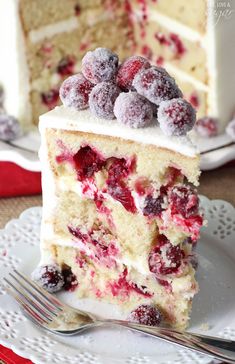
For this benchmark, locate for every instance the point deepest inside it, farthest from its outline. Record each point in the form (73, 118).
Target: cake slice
(120, 210)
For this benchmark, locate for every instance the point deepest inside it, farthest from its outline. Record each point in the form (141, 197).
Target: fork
(48, 312)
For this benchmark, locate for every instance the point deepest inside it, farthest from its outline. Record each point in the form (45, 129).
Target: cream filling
(50, 30)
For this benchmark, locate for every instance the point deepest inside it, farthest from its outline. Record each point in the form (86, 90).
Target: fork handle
(216, 348)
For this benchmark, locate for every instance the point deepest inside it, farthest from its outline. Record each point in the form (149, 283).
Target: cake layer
(192, 13)
(168, 46)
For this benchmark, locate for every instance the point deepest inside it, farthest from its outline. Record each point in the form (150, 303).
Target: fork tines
(40, 305)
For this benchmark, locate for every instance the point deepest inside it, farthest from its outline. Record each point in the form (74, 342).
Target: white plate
(213, 309)
(23, 151)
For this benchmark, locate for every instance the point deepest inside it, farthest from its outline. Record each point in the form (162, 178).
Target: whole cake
(46, 41)
(120, 213)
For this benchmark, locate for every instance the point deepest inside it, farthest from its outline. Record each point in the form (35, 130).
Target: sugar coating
(176, 117)
(133, 110)
(230, 130)
(9, 127)
(100, 65)
(207, 127)
(128, 69)
(102, 99)
(156, 85)
(41, 274)
(75, 90)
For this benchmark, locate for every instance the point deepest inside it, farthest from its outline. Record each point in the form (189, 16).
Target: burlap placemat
(11, 208)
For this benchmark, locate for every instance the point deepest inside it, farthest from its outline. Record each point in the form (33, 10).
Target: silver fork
(48, 312)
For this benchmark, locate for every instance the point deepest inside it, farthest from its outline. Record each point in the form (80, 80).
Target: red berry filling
(128, 69)
(119, 169)
(66, 66)
(87, 162)
(50, 98)
(70, 280)
(165, 258)
(146, 315)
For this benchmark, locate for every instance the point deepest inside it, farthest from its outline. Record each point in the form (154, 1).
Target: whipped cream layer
(84, 121)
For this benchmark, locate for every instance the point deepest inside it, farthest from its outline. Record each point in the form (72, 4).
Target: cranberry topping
(119, 170)
(87, 162)
(50, 98)
(49, 277)
(133, 110)
(207, 127)
(183, 200)
(156, 85)
(100, 65)
(102, 99)
(74, 92)
(128, 69)
(153, 206)
(70, 280)
(66, 66)
(146, 315)
(165, 258)
(176, 117)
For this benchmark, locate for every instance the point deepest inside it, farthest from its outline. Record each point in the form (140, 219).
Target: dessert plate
(213, 309)
(215, 151)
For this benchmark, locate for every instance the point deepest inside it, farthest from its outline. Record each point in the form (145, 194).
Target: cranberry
(133, 110)
(230, 130)
(74, 92)
(50, 98)
(176, 117)
(87, 162)
(128, 69)
(100, 65)
(183, 200)
(66, 66)
(153, 206)
(49, 277)
(102, 99)
(207, 127)
(165, 258)
(70, 280)
(146, 315)
(156, 85)
(9, 127)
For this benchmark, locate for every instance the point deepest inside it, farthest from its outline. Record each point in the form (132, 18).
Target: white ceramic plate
(215, 152)
(213, 309)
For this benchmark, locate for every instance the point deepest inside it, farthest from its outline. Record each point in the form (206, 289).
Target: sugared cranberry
(133, 110)
(87, 162)
(128, 69)
(50, 98)
(100, 65)
(156, 85)
(230, 130)
(146, 315)
(9, 127)
(66, 66)
(49, 277)
(165, 258)
(74, 92)
(176, 117)
(183, 200)
(102, 99)
(70, 280)
(153, 206)
(207, 127)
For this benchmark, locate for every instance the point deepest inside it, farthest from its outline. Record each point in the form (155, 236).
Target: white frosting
(84, 121)
(50, 30)
(14, 73)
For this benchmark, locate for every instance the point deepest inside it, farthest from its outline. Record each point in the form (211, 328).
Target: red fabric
(9, 357)
(16, 181)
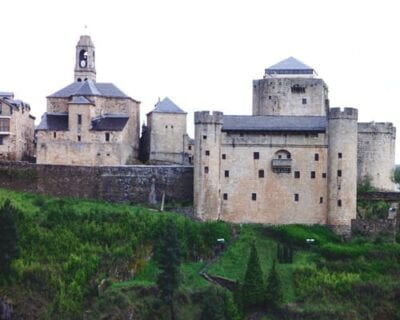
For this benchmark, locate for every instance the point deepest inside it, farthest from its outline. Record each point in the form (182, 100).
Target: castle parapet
(376, 127)
(204, 117)
(347, 113)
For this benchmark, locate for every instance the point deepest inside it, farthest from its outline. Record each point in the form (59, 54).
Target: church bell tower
(85, 68)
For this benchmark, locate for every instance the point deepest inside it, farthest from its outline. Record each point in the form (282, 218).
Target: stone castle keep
(294, 160)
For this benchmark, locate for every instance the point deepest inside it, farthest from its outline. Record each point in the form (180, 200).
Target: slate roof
(289, 66)
(80, 100)
(89, 88)
(274, 123)
(167, 106)
(54, 121)
(110, 122)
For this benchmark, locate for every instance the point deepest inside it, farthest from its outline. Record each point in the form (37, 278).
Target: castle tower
(290, 88)
(342, 168)
(207, 162)
(376, 154)
(85, 68)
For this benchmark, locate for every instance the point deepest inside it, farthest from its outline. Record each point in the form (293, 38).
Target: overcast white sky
(205, 54)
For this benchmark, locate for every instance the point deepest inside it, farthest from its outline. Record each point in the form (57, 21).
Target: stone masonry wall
(136, 184)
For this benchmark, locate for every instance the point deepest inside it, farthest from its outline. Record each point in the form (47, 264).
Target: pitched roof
(167, 106)
(288, 66)
(274, 123)
(89, 88)
(80, 100)
(110, 122)
(54, 121)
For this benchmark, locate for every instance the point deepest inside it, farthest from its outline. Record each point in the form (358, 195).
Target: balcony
(281, 165)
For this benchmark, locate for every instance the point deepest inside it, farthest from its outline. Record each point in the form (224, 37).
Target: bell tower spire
(85, 68)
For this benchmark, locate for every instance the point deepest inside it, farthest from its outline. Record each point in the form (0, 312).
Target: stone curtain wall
(136, 184)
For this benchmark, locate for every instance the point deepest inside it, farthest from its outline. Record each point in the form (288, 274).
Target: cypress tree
(253, 285)
(273, 294)
(169, 260)
(8, 237)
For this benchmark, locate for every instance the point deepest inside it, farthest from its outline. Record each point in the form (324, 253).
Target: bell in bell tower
(85, 68)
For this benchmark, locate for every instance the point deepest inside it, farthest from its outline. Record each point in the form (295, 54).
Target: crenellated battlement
(205, 117)
(346, 113)
(377, 127)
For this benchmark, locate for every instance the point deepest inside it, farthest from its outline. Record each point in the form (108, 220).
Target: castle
(294, 160)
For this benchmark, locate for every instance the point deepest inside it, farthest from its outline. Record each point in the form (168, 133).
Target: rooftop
(274, 123)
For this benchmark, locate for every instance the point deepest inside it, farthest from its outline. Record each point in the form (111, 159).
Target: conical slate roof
(289, 66)
(167, 106)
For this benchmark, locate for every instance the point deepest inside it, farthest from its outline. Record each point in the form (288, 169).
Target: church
(88, 122)
(294, 160)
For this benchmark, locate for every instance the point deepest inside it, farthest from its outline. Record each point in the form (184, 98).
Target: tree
(8, 237)
(169, 260)
(253, 285)
(273, 293)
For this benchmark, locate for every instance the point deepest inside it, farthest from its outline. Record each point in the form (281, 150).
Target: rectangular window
(4, 125)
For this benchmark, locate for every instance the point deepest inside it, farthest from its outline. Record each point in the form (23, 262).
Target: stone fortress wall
(132, 184)
(376, 153)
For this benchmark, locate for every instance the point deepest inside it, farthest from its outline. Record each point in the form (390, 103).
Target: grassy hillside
(97, 259)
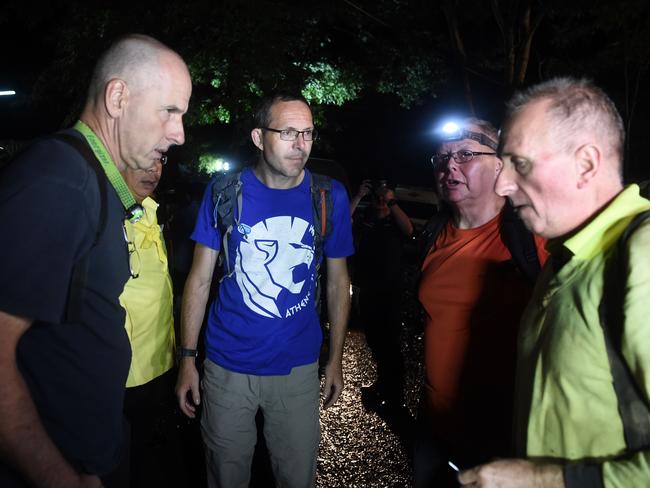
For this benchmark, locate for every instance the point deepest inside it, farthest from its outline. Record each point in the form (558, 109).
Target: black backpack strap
(80, 269)
(633, 406)
(227, 203)
(521, 244)
(321, 202)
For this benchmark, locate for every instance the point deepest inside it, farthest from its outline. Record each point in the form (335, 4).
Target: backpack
(227, 208)
(517, 238)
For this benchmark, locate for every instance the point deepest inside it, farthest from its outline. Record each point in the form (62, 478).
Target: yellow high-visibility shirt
(147, 300)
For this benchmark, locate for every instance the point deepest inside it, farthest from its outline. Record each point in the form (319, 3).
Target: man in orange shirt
(477, 276)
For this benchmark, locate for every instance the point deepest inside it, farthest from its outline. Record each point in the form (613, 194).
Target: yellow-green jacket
(567, 409)
(147, 300)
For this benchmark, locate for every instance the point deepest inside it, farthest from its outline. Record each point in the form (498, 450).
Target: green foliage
(330, 85)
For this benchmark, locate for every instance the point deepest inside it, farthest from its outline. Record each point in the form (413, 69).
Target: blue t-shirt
(264, 321)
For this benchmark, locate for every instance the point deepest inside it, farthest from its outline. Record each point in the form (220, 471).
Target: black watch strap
(181, 352)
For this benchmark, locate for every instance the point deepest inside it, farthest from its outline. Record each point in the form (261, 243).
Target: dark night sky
(371, 137)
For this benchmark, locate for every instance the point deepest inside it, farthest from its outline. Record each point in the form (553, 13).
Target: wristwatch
(181, 352)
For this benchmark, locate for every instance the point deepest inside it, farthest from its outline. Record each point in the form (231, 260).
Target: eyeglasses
(134, 256)
(440, 160)
(292, 134)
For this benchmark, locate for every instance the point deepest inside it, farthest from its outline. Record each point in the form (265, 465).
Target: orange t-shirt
(473, 297)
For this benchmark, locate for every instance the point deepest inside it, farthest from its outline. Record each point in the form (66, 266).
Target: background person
(380, 230)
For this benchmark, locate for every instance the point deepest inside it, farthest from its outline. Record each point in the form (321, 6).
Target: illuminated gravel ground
(358, 448)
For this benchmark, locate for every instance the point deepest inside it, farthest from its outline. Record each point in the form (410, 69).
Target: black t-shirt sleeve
(45, 226)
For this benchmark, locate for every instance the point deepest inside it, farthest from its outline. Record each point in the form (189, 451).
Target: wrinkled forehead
(294, 113)
(472, 135)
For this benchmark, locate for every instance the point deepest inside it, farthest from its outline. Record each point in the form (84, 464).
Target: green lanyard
(134, 211)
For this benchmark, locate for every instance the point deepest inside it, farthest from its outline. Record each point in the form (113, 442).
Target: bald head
(138, 95)
(579, 113)
(137, 59)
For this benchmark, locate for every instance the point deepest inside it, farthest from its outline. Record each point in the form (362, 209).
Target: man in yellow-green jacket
(147, 299)
(562, 148)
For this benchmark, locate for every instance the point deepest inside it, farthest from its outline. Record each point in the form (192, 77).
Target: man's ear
(587, 163)
(116, 96)
(256, 136)
(499, 166)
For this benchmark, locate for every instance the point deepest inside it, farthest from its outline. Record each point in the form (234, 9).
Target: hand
(188, 381)
(513, 473)
(386, 193)
(364, 189)
(90, 481)
(333, 385)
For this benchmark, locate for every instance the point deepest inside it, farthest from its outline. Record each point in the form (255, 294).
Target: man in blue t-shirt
(263, 333)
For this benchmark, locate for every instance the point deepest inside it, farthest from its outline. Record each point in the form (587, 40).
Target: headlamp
(451, 131)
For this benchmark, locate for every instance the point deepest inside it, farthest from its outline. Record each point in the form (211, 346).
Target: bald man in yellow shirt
(147, 300)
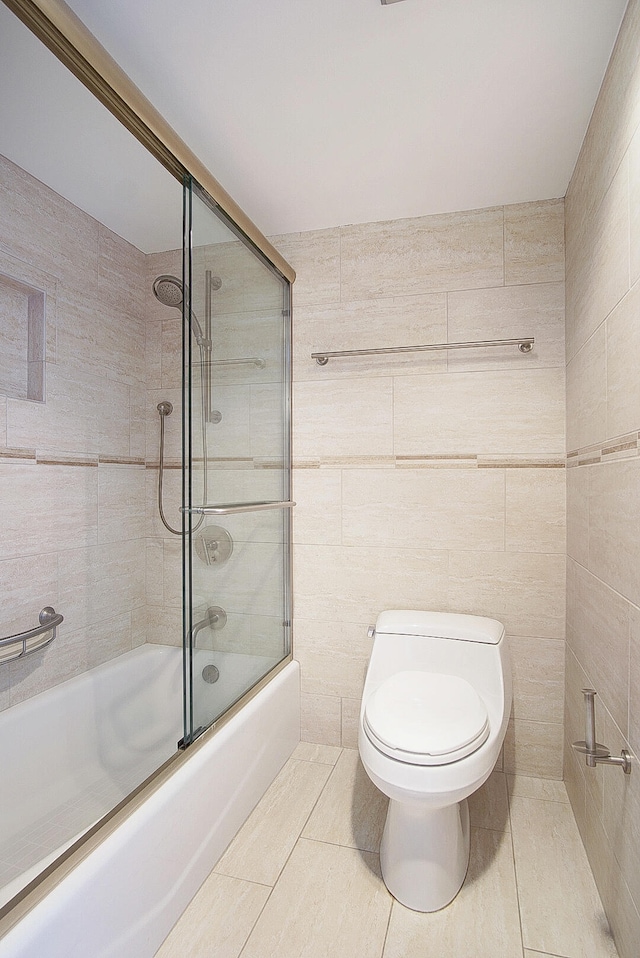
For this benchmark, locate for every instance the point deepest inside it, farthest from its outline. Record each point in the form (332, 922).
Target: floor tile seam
(259, 915)
(386, 931)
(334, 844)
(515, 872)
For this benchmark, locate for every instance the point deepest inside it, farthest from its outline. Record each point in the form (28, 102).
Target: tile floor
(302, 877)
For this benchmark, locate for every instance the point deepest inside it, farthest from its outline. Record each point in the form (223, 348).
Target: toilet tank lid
(446, 625)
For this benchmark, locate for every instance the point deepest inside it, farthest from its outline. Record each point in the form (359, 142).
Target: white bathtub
(101, 734)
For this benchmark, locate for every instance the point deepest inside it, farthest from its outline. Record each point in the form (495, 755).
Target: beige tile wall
(431, 480)
(603, 419)
(72, 468)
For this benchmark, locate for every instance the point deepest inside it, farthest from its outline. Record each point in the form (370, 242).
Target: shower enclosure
(134, 294)
(236, 475)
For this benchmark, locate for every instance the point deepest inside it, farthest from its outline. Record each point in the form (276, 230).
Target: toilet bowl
(434, 713)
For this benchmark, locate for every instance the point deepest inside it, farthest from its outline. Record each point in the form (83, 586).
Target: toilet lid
(426, 714)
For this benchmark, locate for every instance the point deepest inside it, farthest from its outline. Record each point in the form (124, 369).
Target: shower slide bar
(525, 345)
(233, 508)
(250, 361)
(49, 620)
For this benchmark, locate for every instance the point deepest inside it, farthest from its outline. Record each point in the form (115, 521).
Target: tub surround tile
(481, 921)
(265, 842)
(351, 811)
(545, 837)
(218, 920)
(311, 917)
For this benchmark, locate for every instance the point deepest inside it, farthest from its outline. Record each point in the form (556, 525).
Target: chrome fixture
(20, 644)
(595, 753)
(216, 619)
(170, 292)
(525, 345)
(210, 674)
(234, 508)
(213, 545)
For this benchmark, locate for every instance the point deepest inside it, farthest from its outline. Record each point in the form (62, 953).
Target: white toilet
(434, 713)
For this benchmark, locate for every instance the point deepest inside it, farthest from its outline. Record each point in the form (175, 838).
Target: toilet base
(424, 853)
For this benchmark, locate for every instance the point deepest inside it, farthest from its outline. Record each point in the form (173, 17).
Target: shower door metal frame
(191, 186)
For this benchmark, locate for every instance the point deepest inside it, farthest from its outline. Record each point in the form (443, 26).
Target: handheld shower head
(168, 290)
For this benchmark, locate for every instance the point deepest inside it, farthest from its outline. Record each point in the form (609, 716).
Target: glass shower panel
(237, 346)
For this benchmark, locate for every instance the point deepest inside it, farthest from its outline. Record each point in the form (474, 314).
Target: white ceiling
(316, 113)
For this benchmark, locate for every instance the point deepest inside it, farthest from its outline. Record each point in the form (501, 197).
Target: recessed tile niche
(22, 340)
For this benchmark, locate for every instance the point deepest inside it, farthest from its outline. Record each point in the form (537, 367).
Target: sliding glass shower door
(236, 487)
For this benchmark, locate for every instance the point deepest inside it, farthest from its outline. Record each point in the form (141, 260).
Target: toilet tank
(446, 625)
(470, 646)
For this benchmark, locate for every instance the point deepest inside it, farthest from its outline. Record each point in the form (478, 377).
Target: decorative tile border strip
(622, 447)
(458, 461)
(41, 458)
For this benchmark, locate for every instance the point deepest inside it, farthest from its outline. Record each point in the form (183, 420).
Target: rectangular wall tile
(534, 242)
(371, 324)
(336, 418)
(587, 393)
(599, 617)
(535, 510)
(614, 527)
(523, 591)
(449, 251)
(507, 312)
(360, 582)
(415, 506)
(507, 413)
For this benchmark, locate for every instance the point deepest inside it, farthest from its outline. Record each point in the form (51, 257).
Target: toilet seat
(425, 718)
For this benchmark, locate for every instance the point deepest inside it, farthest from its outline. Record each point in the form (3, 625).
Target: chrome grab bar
(49, 619)
(232, 508)
(525, 345)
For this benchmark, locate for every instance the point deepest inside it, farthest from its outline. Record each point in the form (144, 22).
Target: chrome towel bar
(525, 345)
(49, 620)
(233, 508)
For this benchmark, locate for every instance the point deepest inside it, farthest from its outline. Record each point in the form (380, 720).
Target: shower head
(168, 290)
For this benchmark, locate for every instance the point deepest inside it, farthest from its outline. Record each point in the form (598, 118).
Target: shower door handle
(232, 508)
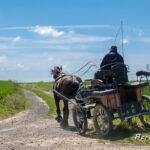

--- Directive ---
Pull out every line in the records that contains the word "white". Case counts, so a word with different capitals does not match.

--- The answer ---
Target: white plate
Target: white ceramic plate
Target: white frosting
Target: overcast white sky
Target: white bathtub
Target: white toilet
Target: white ceiling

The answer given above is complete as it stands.